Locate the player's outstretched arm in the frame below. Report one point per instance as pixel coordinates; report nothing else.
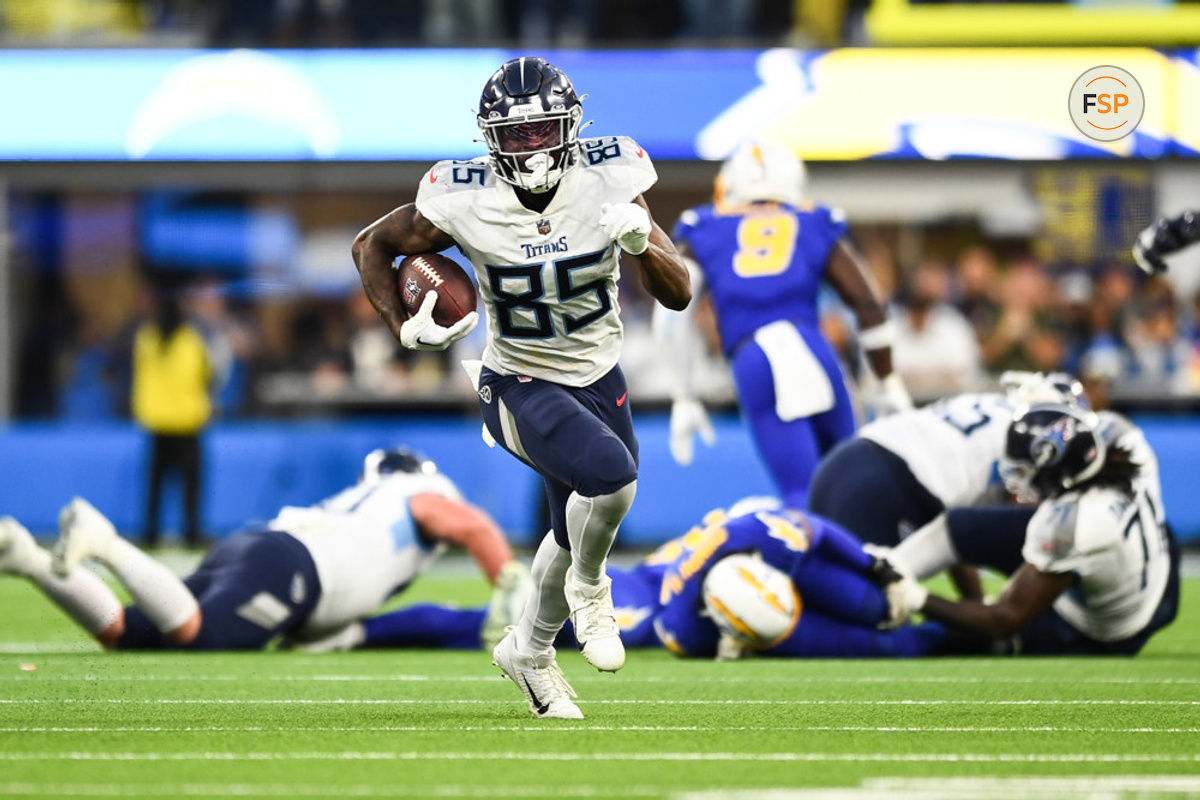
(664, 274)
(851, 278)
(402, 232)
(460, 523)
(1167, 235)
(1029, 593)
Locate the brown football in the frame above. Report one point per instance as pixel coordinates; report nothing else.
(419, 274)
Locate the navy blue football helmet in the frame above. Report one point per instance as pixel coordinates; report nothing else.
(1050, 450)
(383, 462)
(1030, 388)
(529, 115)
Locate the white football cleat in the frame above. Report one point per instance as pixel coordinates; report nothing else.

- [Task directions]: The entries above should be reproduced exactly, without their pictures.

- [Solution to the exercise]:
Locate the player's outstretched arm in the frame below. Report one point per instance as pixel coordinates; report nothing else.
(664, 274)
(851, 278)
(402, 232)
(460, 523)
(1167, 235)
(1029, 593)
Locate the brown football in the frame above. Report one point per instance as pixel coordinates; report nothing else.
(419, 274)
Locate the navy blue football helmet in the frame above. Report one point per instance as pixel coordinates; report nothing else.
(1050, 450)
(383, 462)
(1030, 388)
(529, 115)
Locate the white football cleat in the frame above. Report one point per instance as pixel coordinates; report nothing else.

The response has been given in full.